Study text:
[Start of section]
Development Prospects

Further development of nanomodified drilling fluids is associated with several promising areas. One of the most relevant is the development of cheaper and more accessible nanomaterials, which will reduce the cost of technologies and accelerate their widespread implementation. Particular hopes are associated with the creation of hybrid nanostructures based on natural materials.

The second important area is the development of "smart" or adaptive drilling fluids that can change their properties in response to changing drilling conditions. For example, research is underway on temperature-sensitive polymers with nanoparticles that can reversibly change viscosity upon reaching certain temperature thresholds.

The third promising area is associated with the creation of environmentally friendly nanotechnological solutions. Of particular interest are biocompatible nanoparticles based on natural compounds, which could replace traditional, but environmentally hazardous components of drilling fluids without loss of efficiency.

Developments in the field of nanomaterials with multifunctional properties deserve special attention. For example, the creation of nanoparticles that combine the functions of a rheological modifier, corrosion inhibitor and bactericide could significantly simplify the composition of drilling fluids and reduce their cost. Finally, an important area is the development of computer modeling and artificial intelligence methods for predicting the properties of nanomodified solutions and optimizing their composition. This will reduce the time and costs of developing new formulations adapted to specific drilling conditions.
[End of section]
Stored data
[Start of section]
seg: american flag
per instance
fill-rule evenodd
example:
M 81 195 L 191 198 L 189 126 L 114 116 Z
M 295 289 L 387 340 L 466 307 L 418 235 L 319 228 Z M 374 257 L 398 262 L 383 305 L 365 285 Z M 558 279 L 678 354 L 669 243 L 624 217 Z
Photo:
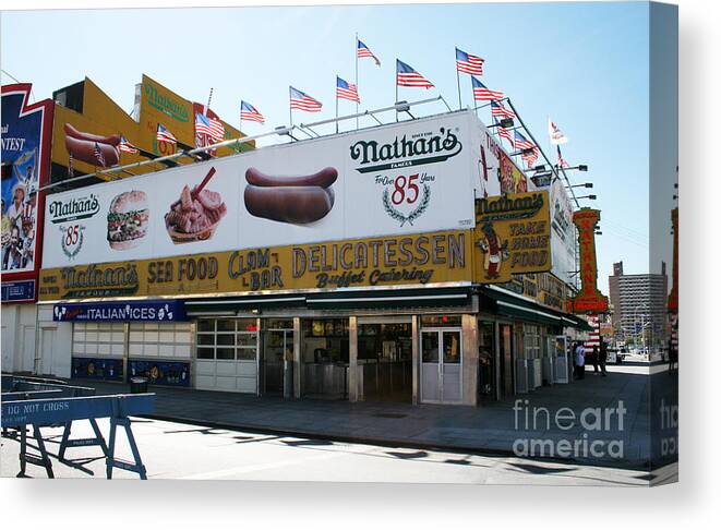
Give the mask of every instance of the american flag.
[End of section]
Carry on the text on nanomodified drilling fluids from the point where it stops. The items above have no connection to the text on nanomodified drilling fluids.

Conclusion

Nanomodified drilling fluids represent a qualitatively new stage in the development of drilling technologies, offering effective solutions for work in the most difficult geological conditions. As numerous studies and practical experience show, the introduction of nanotechnology can significantly improve the key characteristics of solutions – rheological, filtration, lubricating and thermal properties.

Despite the existing challenges associated with the high cost of some nanomaterials and the difficulties of scaling technologies, the advantages of nanomodified solutions are obvious. They allow not only to increase the efficiency of the drilling process, but also to reduce the environmental impact, which corresponds to modern trends in "green" technologies in the oil and gas industry.

Prospects for the development of this area are associated with the creation of more affordable nanomaterials, the development of adaptive ("smart") systems and the introduction of digital technologies for the design and optimization of compositions. Given the rapid development of nanotechnology in recent years, we can expect the emergence of fundamentally new solutions in this area in the near future. Thus, nanomodified drilling fluids are a promising direction that can radically change approaches to well construction in the 21st century. Their further development and implementation will contribute to increasing the efficiency and safety of drilling processes, as well as reducing the impact on the environment.

References:

1. Amanullah M., Al-Tahini A.M. (2009). Nano-Technology – Its Significance in Smart Fluid Development for Oil and Gas Field Application. SPE 126102, SPE Saudi Arabia Section Technical Symposium.

2. Hoelscher K.P. et al. (2012). Application of Nanoparticles in Drilling Fluids. SPE 157031, SPE International Oilfield Nanotechnology Conference.

3. Sensoy T. et al. (2009). Minimizing Water Invasion in Shale Using Nanoparticles. SPE 124429, SPE Annual Technical Conference and Exhibition.

4. Jung Y. et al. (2011). Improvement of Rheological Properties of Drilling Fluids Using Nanoparticles. Journal of Nanoscience and Nanotechnology, 11(1), 690-694.

5. Li M.C. et al. (2015). Cellulose Nanocrystals and Polyanionic Cellulose as Additives in Bentonite Water-Based Drilling Fluids. SPE 174068, SPE Annual Technical Conference and Exhibition.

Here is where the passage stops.